>> Begin

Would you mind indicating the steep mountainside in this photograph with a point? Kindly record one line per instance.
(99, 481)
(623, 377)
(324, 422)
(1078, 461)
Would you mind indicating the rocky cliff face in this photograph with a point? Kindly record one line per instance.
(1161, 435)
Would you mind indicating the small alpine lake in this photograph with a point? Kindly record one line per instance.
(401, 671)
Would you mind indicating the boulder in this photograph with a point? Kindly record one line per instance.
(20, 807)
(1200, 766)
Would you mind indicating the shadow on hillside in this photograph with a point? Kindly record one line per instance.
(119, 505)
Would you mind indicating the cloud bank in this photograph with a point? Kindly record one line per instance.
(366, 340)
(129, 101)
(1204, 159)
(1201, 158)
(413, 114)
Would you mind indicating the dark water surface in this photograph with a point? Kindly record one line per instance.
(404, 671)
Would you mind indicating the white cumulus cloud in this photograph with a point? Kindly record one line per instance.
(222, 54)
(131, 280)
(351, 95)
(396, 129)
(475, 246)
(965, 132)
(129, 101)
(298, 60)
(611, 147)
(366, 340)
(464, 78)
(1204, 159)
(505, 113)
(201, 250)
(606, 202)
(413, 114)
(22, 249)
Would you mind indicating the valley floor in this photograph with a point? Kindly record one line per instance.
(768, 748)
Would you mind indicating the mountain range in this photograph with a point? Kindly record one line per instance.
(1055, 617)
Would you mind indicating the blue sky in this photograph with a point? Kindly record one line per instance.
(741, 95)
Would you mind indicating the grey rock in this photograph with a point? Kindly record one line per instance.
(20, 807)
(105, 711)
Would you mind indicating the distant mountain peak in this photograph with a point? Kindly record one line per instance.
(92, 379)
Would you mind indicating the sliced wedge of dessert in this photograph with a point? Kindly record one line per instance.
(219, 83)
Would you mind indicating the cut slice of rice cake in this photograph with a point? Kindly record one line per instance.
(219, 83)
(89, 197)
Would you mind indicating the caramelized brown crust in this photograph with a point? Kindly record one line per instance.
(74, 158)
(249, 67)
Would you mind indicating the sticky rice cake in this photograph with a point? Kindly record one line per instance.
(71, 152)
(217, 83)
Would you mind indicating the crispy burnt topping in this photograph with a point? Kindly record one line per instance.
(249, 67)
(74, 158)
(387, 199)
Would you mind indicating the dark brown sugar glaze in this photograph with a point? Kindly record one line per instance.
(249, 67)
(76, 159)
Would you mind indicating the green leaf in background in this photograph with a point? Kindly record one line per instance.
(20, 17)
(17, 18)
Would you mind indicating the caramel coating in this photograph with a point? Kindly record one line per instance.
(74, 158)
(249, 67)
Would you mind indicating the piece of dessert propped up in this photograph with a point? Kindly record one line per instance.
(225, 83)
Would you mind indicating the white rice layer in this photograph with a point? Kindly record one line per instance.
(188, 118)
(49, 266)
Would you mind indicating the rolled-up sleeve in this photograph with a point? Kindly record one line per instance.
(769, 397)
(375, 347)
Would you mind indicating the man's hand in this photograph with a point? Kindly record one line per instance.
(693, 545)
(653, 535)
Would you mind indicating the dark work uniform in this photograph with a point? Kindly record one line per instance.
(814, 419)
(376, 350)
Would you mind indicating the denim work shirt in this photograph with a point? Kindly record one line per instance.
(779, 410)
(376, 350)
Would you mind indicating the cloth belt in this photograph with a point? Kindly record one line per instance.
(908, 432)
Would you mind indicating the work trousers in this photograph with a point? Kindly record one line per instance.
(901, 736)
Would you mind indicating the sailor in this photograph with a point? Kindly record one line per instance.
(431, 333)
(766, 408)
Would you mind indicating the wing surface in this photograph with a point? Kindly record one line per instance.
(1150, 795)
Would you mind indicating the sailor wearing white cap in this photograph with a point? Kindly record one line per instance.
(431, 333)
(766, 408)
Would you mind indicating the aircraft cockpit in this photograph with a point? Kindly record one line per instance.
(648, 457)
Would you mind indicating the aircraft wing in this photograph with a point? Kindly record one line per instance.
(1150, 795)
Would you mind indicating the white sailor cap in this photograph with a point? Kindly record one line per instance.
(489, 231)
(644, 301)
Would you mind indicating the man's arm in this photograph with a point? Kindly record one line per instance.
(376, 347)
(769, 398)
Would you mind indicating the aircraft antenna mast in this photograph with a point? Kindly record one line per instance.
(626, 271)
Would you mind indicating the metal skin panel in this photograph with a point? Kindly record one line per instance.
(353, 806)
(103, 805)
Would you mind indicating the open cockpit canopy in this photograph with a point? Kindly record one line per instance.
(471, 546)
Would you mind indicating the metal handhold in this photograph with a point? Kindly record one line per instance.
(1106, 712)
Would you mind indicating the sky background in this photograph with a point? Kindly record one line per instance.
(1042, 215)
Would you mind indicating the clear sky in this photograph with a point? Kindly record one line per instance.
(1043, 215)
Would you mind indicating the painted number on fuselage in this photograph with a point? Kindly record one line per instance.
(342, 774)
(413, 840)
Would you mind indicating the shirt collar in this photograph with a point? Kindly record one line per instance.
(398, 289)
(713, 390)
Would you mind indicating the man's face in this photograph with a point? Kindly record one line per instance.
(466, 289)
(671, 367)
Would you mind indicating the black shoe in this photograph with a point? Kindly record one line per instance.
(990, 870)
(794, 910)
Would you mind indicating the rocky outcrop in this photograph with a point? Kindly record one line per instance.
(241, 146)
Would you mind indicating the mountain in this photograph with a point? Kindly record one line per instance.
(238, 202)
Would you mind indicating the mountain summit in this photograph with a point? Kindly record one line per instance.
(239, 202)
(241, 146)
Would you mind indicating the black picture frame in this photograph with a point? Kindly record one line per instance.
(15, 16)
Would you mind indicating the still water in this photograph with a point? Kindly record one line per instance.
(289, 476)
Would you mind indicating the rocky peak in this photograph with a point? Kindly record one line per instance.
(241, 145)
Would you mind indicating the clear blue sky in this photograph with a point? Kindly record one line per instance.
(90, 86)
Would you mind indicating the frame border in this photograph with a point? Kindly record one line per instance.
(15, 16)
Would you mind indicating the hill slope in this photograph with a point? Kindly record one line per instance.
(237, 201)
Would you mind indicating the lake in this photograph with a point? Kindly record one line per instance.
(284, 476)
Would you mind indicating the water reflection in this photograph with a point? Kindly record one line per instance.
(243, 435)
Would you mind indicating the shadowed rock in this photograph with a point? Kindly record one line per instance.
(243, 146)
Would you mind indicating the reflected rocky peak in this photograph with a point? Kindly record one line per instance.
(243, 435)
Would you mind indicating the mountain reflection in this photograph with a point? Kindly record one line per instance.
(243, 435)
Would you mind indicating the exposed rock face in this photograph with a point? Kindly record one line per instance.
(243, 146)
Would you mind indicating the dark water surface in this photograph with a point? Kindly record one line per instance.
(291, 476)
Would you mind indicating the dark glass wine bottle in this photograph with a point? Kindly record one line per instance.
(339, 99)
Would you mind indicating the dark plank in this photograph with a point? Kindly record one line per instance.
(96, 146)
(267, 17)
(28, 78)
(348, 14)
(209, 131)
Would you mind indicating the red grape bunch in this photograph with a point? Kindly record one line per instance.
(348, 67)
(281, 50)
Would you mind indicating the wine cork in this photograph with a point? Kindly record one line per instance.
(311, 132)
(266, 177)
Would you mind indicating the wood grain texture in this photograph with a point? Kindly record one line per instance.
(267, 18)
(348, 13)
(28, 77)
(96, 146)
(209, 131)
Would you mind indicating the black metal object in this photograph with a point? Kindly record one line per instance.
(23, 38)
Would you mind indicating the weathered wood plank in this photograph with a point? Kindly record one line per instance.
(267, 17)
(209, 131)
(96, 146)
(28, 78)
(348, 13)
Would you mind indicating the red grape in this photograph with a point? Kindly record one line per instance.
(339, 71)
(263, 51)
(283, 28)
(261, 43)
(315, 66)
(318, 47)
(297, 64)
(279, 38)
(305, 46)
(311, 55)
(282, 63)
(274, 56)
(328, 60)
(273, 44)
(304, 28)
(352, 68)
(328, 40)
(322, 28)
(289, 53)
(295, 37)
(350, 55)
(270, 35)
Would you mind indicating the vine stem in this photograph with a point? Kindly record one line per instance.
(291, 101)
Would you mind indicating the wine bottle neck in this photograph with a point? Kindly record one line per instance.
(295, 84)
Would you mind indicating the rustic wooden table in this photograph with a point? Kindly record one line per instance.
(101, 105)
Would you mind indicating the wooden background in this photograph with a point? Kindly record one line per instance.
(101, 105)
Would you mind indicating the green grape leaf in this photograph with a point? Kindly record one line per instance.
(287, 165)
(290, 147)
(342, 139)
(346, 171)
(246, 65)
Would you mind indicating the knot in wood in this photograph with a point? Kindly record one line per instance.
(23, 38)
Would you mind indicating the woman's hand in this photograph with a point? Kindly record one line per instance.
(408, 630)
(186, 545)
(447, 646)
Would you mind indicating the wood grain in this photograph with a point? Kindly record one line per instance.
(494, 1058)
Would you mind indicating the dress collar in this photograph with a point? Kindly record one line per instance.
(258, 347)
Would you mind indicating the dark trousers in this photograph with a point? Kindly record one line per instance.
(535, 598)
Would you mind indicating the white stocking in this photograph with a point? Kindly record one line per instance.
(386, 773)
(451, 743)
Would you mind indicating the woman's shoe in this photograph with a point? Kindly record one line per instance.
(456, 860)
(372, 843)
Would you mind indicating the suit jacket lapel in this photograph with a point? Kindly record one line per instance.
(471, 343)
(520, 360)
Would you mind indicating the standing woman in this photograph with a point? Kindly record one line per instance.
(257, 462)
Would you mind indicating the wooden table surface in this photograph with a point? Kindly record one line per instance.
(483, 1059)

>> End

• _Required task_:
Beginning at the line containing "Would you mind indicating the rustic", repeat each line exactly through the last line of the entries, and include no other lines.

• _Written reply_:
Would you mind indicating the rustic wooden table in this photograph with a point? Kindly record one line per instance.
(101, 105)
Would you mind indicating the wooden background in this photograph with a point? Kindly record one line per instance.
(101, 105)
Would you mind indicating the green grape leaf in this photograph with a point? Kindly record one line per instance.
(287, 165)
(290, 147)
(342, 139)
(346, 171)
(246, 65)
Would you mind indicating the knot in wood in this photograph with a point? Kindly record one line per instance.
(23, 38)
Would you mind indicating the woman's hand in this photograph with a point? Kindly record one line per instance.
(408, 630)
(186, 545)
(447, 646)
Would you mind indicating the wood grain in this photograph with a point? Kindly record one line per instance.
(494, 1058)
Would you mind indicating the dress collar in this photograph with a point? Kindly record one line per instance.
(258, 347)
Would you mind indicating the dark trousers in this photograph with a point? Kindly record one line per instance.
(535, 598)
Would you mind indicating the white stocking in this photograph with a point? Kindly record one line per instance.
(386, 773)
(451, 743)
Would you mind indicating the woman's shoe in this photograph with a point? Kindly record one line per instance.
(456, 860)
(372, 843)
Would you mind indicating the suit jacket lapel in this photograph with a point? Kindly record one line per instance.
(471, 343)
(520, 360)
Would you mind indicating the standing woman in this photograph with a point? Kindly record one line per instance.
(257, 462)
Would you mind indicating the wooden table surface in this photograph with a point? Kindly record one line per instance.
(483, 1059)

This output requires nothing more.